* DIRECTIONS *
Lines holding the string "flower" are the ones to copy; find them all in the data.

* DATA UNDER STUDY *
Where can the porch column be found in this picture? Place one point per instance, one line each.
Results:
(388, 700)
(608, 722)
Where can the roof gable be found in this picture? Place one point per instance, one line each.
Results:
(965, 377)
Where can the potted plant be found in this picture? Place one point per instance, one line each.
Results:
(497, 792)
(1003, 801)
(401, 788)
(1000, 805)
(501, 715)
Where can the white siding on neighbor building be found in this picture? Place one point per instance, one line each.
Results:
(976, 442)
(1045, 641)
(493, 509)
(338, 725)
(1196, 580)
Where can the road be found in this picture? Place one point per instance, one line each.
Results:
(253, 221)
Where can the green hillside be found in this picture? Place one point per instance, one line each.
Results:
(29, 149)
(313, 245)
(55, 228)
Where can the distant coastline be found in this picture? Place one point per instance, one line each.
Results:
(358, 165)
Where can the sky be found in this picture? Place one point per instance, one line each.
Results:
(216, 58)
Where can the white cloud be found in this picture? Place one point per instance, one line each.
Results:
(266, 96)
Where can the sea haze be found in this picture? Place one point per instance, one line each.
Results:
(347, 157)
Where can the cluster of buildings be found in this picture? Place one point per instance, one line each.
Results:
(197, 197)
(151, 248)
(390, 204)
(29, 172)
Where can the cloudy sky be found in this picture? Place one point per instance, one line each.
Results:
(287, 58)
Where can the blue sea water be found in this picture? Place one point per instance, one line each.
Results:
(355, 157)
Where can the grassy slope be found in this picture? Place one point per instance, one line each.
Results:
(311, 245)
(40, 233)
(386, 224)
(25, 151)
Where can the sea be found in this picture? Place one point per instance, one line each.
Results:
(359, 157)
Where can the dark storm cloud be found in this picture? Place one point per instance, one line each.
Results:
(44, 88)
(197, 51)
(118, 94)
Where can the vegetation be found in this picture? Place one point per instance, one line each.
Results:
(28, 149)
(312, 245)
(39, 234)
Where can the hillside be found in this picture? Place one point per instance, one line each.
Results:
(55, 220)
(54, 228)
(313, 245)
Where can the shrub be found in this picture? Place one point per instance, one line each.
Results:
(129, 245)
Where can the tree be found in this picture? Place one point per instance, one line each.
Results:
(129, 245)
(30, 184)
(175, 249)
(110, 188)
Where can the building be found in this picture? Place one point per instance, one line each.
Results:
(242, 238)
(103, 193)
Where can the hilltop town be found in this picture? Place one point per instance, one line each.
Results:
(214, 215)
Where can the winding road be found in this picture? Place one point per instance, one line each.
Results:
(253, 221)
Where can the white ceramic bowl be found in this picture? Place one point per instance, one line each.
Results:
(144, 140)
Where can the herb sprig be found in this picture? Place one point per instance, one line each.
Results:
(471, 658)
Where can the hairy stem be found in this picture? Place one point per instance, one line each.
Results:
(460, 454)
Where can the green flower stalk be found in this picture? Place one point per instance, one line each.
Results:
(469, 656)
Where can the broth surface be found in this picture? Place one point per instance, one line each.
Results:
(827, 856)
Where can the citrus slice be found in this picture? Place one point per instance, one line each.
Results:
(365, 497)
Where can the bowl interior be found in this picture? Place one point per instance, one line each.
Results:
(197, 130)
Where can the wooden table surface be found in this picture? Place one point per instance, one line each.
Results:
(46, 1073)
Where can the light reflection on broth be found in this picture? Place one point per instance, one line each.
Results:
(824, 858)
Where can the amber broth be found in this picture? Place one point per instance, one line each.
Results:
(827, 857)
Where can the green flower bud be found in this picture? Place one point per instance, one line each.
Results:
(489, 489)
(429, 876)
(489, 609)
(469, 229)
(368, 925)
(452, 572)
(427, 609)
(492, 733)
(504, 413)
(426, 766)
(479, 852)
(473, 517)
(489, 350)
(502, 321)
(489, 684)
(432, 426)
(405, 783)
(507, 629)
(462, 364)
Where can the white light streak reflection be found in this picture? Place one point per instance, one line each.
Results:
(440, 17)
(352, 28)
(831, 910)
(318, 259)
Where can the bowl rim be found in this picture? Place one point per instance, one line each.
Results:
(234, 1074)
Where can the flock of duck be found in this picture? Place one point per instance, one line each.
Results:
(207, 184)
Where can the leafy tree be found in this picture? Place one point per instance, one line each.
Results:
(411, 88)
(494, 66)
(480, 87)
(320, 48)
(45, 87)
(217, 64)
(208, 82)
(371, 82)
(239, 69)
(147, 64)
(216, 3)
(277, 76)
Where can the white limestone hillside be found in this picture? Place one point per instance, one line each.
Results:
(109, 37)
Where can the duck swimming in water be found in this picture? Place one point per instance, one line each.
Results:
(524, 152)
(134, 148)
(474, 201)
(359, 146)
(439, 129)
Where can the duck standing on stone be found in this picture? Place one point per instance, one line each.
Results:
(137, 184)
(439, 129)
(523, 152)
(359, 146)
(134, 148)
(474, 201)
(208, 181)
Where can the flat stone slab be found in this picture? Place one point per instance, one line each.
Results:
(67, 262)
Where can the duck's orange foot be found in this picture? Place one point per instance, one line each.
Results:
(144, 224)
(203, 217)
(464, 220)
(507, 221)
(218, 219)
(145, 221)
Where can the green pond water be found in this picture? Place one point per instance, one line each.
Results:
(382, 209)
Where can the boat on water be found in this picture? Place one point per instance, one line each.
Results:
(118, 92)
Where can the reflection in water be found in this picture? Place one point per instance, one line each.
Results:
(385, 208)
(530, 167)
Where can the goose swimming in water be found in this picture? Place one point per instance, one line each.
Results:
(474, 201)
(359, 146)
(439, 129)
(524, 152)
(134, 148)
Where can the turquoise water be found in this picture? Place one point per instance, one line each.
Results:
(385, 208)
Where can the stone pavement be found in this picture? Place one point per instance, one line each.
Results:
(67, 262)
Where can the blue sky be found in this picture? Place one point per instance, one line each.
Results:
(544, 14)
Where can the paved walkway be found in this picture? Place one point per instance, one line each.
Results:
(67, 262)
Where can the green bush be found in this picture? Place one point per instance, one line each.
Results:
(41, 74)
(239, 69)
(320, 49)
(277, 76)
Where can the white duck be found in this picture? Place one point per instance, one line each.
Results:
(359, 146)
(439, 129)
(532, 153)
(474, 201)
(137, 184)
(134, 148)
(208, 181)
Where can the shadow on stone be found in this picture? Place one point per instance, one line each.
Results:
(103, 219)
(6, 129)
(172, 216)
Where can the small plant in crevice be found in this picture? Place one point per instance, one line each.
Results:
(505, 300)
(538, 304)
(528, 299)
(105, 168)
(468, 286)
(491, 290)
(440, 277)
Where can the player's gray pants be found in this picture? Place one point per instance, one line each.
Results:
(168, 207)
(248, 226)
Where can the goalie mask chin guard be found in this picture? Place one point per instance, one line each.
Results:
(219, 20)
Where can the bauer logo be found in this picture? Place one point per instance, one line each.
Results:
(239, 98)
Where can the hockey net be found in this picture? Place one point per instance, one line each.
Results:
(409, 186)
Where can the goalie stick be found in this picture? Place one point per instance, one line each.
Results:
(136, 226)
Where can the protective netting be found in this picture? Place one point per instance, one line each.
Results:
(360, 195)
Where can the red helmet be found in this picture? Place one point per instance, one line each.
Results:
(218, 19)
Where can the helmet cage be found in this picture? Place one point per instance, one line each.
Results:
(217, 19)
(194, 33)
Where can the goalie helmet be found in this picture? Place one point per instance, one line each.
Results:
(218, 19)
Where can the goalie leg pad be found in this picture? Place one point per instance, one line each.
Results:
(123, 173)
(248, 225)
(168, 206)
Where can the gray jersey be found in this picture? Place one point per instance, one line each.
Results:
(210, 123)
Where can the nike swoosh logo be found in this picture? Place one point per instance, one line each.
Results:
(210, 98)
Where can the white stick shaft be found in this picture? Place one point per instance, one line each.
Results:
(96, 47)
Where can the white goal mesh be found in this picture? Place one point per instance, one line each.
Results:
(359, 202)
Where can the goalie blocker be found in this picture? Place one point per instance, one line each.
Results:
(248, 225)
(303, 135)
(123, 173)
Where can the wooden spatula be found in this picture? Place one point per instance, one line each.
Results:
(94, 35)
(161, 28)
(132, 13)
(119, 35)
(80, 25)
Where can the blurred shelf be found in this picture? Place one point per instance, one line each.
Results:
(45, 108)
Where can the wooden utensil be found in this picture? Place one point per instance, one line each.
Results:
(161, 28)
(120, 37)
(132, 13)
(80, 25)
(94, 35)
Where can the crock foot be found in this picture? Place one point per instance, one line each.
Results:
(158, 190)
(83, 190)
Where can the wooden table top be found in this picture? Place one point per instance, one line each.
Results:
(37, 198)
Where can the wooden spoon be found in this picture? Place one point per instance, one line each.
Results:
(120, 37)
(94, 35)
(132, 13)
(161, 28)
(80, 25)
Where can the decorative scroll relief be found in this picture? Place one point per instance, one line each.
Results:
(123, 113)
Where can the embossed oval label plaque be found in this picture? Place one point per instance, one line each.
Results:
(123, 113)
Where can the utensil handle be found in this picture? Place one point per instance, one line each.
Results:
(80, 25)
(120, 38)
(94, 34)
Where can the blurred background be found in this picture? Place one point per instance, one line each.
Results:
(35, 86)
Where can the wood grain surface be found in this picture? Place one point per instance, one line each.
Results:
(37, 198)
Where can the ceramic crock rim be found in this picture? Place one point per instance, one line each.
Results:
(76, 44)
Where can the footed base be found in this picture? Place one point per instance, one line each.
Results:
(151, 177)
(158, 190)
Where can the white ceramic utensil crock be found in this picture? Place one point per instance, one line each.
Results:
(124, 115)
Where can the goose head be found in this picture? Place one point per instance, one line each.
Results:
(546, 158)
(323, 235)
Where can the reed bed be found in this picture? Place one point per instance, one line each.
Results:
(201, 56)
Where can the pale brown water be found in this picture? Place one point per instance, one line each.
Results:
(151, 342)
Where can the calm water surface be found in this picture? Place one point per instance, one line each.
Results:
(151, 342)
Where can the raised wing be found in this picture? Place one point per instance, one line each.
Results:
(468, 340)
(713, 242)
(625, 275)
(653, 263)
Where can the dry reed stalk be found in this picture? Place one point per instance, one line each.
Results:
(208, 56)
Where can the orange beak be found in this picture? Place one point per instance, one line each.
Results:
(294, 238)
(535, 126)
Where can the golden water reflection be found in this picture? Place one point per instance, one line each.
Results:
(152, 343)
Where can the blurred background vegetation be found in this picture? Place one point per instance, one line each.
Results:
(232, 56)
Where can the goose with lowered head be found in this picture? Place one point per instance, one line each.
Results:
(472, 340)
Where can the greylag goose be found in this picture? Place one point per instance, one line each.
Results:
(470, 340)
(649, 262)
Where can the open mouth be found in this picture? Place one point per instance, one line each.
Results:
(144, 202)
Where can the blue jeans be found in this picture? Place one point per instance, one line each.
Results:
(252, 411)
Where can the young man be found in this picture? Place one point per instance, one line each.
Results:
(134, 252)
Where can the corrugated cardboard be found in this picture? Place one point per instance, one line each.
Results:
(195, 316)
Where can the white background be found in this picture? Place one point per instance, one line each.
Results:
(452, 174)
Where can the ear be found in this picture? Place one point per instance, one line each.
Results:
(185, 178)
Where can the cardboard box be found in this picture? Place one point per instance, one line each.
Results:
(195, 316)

* ANSWER BOX *
Where can the green flower stalk be found in this picture? Place one point per instance, one line each.
Where can the green flower bud be found in this picture? Place one point per instance, one line each.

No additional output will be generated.